● **Free-text object descriptions**
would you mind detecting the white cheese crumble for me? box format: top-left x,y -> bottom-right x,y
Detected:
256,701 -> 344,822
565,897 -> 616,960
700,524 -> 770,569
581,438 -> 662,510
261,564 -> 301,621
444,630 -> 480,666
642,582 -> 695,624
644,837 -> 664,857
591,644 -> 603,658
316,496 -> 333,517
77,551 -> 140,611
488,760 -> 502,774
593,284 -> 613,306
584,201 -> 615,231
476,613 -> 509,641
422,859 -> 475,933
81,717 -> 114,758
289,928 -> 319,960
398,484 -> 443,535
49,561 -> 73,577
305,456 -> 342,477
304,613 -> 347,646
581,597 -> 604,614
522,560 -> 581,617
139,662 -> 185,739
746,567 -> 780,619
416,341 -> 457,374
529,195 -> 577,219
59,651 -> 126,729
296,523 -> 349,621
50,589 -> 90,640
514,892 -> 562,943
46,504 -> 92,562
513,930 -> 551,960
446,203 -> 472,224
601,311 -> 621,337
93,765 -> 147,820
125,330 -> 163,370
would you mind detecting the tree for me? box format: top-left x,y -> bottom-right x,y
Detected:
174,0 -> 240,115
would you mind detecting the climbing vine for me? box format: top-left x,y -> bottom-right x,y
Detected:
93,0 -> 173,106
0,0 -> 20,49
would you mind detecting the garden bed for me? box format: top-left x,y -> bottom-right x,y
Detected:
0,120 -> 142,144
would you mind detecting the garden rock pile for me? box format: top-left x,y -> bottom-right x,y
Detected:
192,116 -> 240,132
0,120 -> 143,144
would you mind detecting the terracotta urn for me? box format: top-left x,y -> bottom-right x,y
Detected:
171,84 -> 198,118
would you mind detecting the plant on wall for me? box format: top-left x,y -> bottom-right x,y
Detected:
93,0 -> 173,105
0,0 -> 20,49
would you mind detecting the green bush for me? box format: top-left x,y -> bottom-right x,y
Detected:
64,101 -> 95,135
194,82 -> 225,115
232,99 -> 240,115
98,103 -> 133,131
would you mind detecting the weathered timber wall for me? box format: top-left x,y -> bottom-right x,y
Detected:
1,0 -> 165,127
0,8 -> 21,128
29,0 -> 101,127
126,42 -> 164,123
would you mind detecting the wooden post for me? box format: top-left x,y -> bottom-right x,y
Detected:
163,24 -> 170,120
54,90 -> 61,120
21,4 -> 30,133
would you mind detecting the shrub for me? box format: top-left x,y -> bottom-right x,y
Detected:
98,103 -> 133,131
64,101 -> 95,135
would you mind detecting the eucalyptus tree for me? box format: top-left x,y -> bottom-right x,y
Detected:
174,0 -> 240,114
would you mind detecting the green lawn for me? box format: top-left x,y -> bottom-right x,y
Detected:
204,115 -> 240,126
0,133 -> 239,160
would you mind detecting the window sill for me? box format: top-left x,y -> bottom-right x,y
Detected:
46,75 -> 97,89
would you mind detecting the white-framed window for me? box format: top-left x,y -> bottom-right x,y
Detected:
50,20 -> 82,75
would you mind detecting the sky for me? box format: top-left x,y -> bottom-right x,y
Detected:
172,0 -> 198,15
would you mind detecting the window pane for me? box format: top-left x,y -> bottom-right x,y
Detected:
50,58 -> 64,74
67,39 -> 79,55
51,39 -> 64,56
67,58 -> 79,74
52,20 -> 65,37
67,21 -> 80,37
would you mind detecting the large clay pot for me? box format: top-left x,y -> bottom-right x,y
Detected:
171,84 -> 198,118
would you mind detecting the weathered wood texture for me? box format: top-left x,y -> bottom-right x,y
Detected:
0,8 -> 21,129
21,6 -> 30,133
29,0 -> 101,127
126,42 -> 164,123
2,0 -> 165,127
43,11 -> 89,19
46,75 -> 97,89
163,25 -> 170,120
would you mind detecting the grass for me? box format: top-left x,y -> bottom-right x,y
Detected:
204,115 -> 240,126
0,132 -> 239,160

● **What you need to do**
Your answer should be every line above that contains the word "tree".

● **Your response**
would you mind detecting the tree for me? box format: top-left x,y -> bottom-right x,y
would you mind detecting the eucalyptus tree for me? box format: top-left x,y -> bottom-right x,y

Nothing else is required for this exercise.